Com o cenário preocupante, o Portal MASSA! trocou ideia com alguns condutores para entender como é a correria diária deles, o que fazem como prevenção dos perrengues da rotina, seja com passageiros ou com criminosos.
Corridas gravadas
Com o ‘GPS’ ligado todos os dias nas ruas de Salvador desde 2019, Pedro Coelho deu a ideia sobre os hábitos pessoais para se prevenir de possíveis perigos. Além de evitar qualquer tipo de discussão com passageiros exaltados, o motorista também costuma gravar corridas.
"Evito qualquer tipo de desconforto com passageiro, não sei quem estou lidando no carona. Se for possível a solicitação do passageiro, eu faço sem discutir, mesmo contrariado. Gravo os áudios das corridas, mas caso seja necessário eu ativo a gravação pela câmera e aviso o passageiro", detalha o ‘motô’ de 28 anos.

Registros

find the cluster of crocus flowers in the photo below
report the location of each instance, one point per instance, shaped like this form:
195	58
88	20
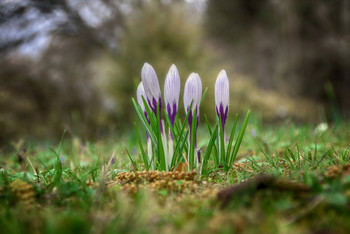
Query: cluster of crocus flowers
149	90
152	95
192	96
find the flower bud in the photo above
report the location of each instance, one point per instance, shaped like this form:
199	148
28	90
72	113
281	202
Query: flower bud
151	87
172	92
193	93
222	96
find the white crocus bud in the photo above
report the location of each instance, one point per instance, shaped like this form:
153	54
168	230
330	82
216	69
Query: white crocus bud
193	92
140	92
151	86
222	96
172	92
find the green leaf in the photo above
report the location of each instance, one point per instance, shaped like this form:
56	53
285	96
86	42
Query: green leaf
208	152
239	139
144	156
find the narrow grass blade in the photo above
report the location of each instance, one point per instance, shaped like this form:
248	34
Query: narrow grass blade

## O QUE FAZER
[1] Enumere as medidas de prevenção que Pedro Coelho relata adotar no texto sobre os motoristas de Salvador.
[2] Prossiga com o texto sobre os motoristas de Salvador a partir do ponto em que ele termina.
Os registros não têm relação alguma com o texto.

## RESPOSTAS
[1]
- Evita qualquer tipo de discussão ou desconforto com passageiros.
- Atende à solicitação do passageiro sem discutir, quando possível, mesmo contrariado.
- Grava os áudios das corridas.
- Quando necessário, ativa a gravação pela câmera e avisa o passageiro.

[2]
"Eu sempre tento pegar o próprio solicitante [da corrida]. Se eu perceber que a corrida é para um terceiro, normalmente não faço. Eu só gosto de fazer as corridas que são solicitadas pelo próprio usuário dono da conta. Sempre faço uma análise do ambiente, vejo se a corrida faz sentido. Por exemplo, teve um rapaz que acabou assassinado quando pegou uma corrida no Imbuí e o destino era o Shopping Paralela às 2h da manhã, não faz sentido. Quando estou trabalhando de madrugada evito pegar mais de um. Se eu chegar no local e ver que é um grupo, cancelo", explica.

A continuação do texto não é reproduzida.